═════ GIVEN ENTRIES ═════
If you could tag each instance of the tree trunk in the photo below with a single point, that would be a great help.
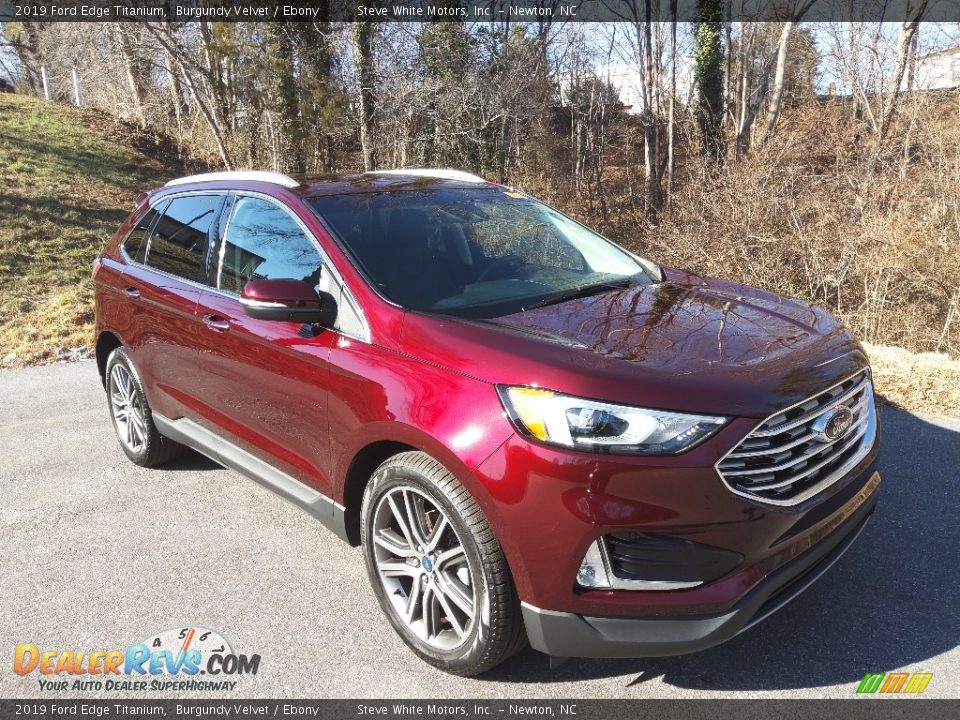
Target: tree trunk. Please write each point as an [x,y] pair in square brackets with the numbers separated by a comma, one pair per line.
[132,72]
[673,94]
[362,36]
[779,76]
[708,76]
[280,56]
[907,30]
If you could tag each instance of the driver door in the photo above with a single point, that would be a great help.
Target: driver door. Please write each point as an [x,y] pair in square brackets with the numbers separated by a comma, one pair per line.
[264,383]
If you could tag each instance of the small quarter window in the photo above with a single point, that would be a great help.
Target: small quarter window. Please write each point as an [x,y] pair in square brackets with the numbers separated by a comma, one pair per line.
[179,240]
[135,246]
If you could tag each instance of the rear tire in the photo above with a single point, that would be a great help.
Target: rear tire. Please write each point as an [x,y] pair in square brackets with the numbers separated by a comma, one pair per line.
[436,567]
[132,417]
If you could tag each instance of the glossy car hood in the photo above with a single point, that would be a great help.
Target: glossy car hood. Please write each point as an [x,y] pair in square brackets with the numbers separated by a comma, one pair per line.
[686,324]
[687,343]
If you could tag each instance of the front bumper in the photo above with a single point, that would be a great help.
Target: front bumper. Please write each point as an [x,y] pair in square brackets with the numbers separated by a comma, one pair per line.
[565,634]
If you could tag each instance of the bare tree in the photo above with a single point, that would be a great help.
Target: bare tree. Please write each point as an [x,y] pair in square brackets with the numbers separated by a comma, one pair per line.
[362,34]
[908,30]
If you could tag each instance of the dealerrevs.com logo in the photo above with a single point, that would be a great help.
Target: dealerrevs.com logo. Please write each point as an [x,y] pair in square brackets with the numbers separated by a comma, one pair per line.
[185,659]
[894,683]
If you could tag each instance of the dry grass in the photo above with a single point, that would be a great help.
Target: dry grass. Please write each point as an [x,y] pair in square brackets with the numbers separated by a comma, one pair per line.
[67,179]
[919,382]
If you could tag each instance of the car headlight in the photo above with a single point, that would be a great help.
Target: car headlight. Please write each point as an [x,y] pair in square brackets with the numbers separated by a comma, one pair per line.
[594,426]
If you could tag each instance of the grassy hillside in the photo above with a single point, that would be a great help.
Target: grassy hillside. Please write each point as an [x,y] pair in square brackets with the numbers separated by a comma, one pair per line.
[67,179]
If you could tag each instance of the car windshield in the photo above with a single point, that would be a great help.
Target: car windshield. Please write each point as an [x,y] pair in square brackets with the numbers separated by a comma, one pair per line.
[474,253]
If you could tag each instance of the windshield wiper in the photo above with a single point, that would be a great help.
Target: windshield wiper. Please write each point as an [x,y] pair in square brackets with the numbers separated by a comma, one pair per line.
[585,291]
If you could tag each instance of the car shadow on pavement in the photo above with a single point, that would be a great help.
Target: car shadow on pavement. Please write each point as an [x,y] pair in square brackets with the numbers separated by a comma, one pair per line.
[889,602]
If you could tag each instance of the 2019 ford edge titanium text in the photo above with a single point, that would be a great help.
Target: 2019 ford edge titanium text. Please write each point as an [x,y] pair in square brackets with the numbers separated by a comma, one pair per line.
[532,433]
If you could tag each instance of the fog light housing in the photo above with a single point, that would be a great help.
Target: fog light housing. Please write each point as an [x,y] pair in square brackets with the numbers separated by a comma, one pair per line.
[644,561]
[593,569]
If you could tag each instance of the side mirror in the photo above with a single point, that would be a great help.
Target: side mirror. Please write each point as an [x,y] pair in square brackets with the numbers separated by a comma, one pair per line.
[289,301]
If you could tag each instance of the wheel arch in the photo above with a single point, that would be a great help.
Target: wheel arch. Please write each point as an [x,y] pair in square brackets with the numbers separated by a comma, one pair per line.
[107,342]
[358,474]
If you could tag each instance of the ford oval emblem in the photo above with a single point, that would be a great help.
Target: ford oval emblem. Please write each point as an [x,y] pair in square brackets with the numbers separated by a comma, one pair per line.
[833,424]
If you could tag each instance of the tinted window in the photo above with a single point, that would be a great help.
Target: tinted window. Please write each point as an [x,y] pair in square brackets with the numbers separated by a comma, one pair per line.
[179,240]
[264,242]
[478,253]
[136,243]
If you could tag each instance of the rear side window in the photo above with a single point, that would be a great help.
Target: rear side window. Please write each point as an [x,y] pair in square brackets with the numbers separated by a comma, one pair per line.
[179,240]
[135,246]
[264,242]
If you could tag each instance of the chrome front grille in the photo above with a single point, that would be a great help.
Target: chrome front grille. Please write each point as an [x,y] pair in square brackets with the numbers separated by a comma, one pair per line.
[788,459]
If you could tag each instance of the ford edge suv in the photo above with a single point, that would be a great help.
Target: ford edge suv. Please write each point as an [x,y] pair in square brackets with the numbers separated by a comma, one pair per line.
═════
— TASK DETAILS —
Each entry should be copied exactly as written, though any pictures stay out.

— EXERCISE ANSWER —
If you could tag each instance of the tree trunk in the photo below with a single point, that would be a great help.
Target: tree trunk. Please write each point as an [x,y] pair in square brackets with the numbers separated by a comma, one pair per line.
[132,72]
[673,94]
[362,36]
[779,76]
[708,76]
[280,56]
[907,30]
If you could tag each instance of the driver door in the photo above with a single point, that would be a great help.
Target: driver door. Please write each point as an [x,y] pair in square brackets with the numbers separated by a comma, one pair per line.
[264,383]
If you could tag each instance of the small quarter window in the photo above with a single point, that would be a great help.
Target: small quarter window. Please write each point as an [x,y] pair in square brackets with the numbers separated by a comma, one pair per line.
[179,240]
[135,246]
If you could tag each instance of the rear tire in the photo above with a single point, that would be a great help.
Target: rear tire. Please write each point as an [x,y] pair in square brackets with the numbers separated by a comma, one pair per line.
[436,567]
[132,417]
If you could tag each instance of the glossy car hood in the photo above with a single point, that would be a great help.
Target: glossy car hood. Please write each point as an [x,y] pair in square brackets with the numbers separated by a comma, one pair per line.
[686,324]
[687,343]
If you could tag each instance of the front bumper in the photo above with a single point, that would be a great help.
Target: front bumper. Please write each point as an [x,y] pair in square brackets with the numbers separated by a comma, one pair per line.
[565,634]
If you could tag each instance of the bare tree in the photo above with a single point, that would be a great help.
Target: bare tree. Please write each point as an [x,y] pair in square brackets with the numbers separated by a comma, one pair per line.
[362,34]
[908,30]
If you could tag each instance of the dealerrevs.com logo in the photo above with a single point, that would be a great help.
Target: dealerrevs.com logo. Please write each point as an [x,y] pair in square brackets with the numbers separated by a comma, one pair per line.
[185,659]
[894,683]
If you could tag each instance of the dry grass in the photo above with a single point, that would be a great help.
Target: dry grass. Please write each point as an [x,y] pair in square brackets with the numbers separated by a comma, one pair per line.
[67,179]
[919,382]
If you could tag each instance of the car headlight in the photo above with a single point, that would be a great help.
Target: car headlight. Please write each point as an [x,y] pair in square brackets with the numbers separated by a comma, one pair per line.
[594,426]
If you could tag each instance of the grassy hillside in the photo above with a single point, that would be a great help.
Target: grassy hillside. Please write each point as an [x,y] pair in square brackets with the numbers separated by a comma, one pair per line.
[67,179]
If you could tag each instance of the car windshield in the photo above with a single point, that would be a great help.
Target: car windshield. Please write each point as an [x,y] pair in square brackets with the numbers separated by a comma, one pair per line.
[474,253]
If you could tag each instance of the windshield wiper in the photo above with a single point, that would be a great help.
Target: windshield wiper. Please write each point as an [x,y] pair in square brackets with the numbers separated by a comma, one pair per line.
[585,291]
If you could tag each instance of the car shadow on pavement in the photo above with a single point, that would be a great help.
Target: car shadow on pavement. Please write each point as an [x,y] pair in square brackets with the numbers separated by a comma, one pair per line.
[889,602]
If you could tag each instance of the 2019 ford edge titanium text in the photo above with a single point, that would be a great help.
Target: 2019 ford edge titanium text. Please write each point as an [x,y] pair in square brackets with the numbers separated by a comma, one pair per line.
[532,433]
If you could tag each instance of the fog light housing in the photo above with a single point, that would be a great help.
Target: fog light housing. Please write each point as an [x,y] pair in square brackets with the numbers separated by a comma, one pair per line.
[644,561]
[593,569]
If you could tag each instance of the side mirror in the photo above with a single point, that would be a great help.
Target: side mirror. Please write each point as an [x,y] pair in square brackets with the numbers separated by a comma, one pair per line.
[289,301]
If you could tag each instance of the wheel arch in the photo above with a single point, that would be a great help.
Target: wheel arch. Please write each point as an [x,y] pair in square brackets with the numbers separated by a comma, one pair per line.
[107,342]
[358,474]
If you could tag each instance of the ford oval emblem in the photo above with a single point, that would be a great help.
Target: ford oval emblem. Please write each point as an [x,y] pair in square brackets with the numbers separated by a comma, one pair per line.
[833,424]
If you could tag each instance of the tinted window in the photo above with a single point, that would be a great help.
Target: tinted window. Please write each point as an [x,y] pair in square brackets with the numbers separated by a comma, one pair per line.
[179,240]
[264,242]
[478,253]
[136,243]
If you could tag each instance of the rear side window in the photo above with a single point, that would be a great help.
Target: rear side window. Please write each point as an [x,y] pair in square brackets with the numbers separated by a comma, one pair per line.
[179,240]
[135,246]
[264,242]
If you could tag each instance of the chrome front grille in the photo above with a single point, that would be a great help.
Target: chrome front grille. Please write each point as an [x,y] pair in square brackets with the numbers separated by a comma, one pair per line.
[788,459]
If you could tag each instance of the ford edge suv in the photo above with a single point, that would be a great help.
Target: ford edge suv. Please write each point as an [x,y] pair in square brackets with the numbers separated by a comma, one pair per line.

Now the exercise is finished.